## Requests
**a)** Decide whether each statement below agrees with the blog post: (i) the writer lived with their parents for 20 years, (ii) the writer has given up on the broken car, (iii) the writer is working as a secretary this week. For each, answer yes or no and quote the words from the blog post that decide it.
**b)** Write out the passage of the blog post that opens with the words containing "Worship, can be" and closes with "slow me down.", keeping the original wording.

## Text block

-*-*-

When i was growing up, i was told that when i go to heaven, there wont be husbands and wives, there wont be anything that honestly sounds fun to me. like, there wont be playing , itll be an eternity of worship. as a kid, i actually pondered if there was an alternative , cus to me back then..wow that long of worship is horrible. actually even now, i dont care if that makes someone mad. honestly, standing in a room worshiping God is great sounds fun but, theres gotta be more. Thats when, i decided that worship cant be just singing, and theres alot of teachers who told me the same thing reinforcing my theory.
Worship, can be me listening to techno watching the sunset. which yes, i did that last week, was the best ending to a run at Fort Ebey ever. Worship can be like, writing a poem, or even Loving on someone. so thats even more encouraging, to know that, heaven isnt a letdown, its something to look forward to, making being old not so scary.
Theres still Tons of other things that are actively chasing my train of thought with notions of sad emotions, and i still feel sad about growing up and thinking about life.
But thats ok. and imminent what with me being me.
Tuesday, October 13, 2009
living in Oak harbor
Officially, I live in oak harbor. its pretty different; i lived with my parents for 20 years, and ever since i was 15 i dreamed of getting out. but a few things got in my way, one of them being me, and now that i finally have flown out on my own, I keep running into things that slow me down.
Recently, i nearly broke my ankle, and my car is broken..so sad, she and i have been thru alot. and im not giving up on her yet. we can still drive, its just extra expensive what with the cost of gas, and oil. I dont have a job, Altho this week i am working for a mister Travis Marth, as a secretary. and i actually like it,. probbly cus its easy. but its cool talking on the phone to people i know i will never see. its easier.
And, awkward moment, ..working for the marths im located in theyr house upstairs in an office, well, i got thirsty just now, so i walked downstairs, and theres a bunch of kids and some parents, i had no idea were here and for about 6 insanely awkward seconds they all just stared at me, as did Mrs. marth, then i said..can i have sum waTer, and my voice cracked. so ..yeah, that got a couple smiles and Mrs. marth said this is jack, sure its over there. i promptly poured myself a glass and moved upstairs as quick as my ankle would allow.

-*-*-

## Source material
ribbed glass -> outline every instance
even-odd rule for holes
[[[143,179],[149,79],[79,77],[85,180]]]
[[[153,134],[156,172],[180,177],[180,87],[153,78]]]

-*-*-

## Exercise responses
**a)**
(i) Yes: "i lived with my parents for 20 years"
(ii) No: "im not giving up on her yet"
(iii) Yes: "this week i am working for a mister Travis Marth, as a secretary"

**b)**
Worship, can be me listening to techno watching the sunset. which yes, i did that last week, was the best ending to a run at Fort Ebey ever. Worship can be like, writing a poem, or even Loving on someone. so thats even more encouraging, to know that, heaven isnt a letdown, its something to look forward to, making being old not so scary.
Theres still Tons of other things that are actively chasing my train of thought with notions of sad emotions, and i still feel sad about growing up and thinking about life.
But thats ok. and imminent what with me being me.
Tuesday, October 13, 2009
living in Oak harbor
Officially, I live in oak harbor. its pretty different; i lived with my parents for 20 years, and ever since i was 15 i dreamed of getting out. but a few things got in my way, one of them being me, and now that i finally have flown out on my own, I keep running into things that slow me down.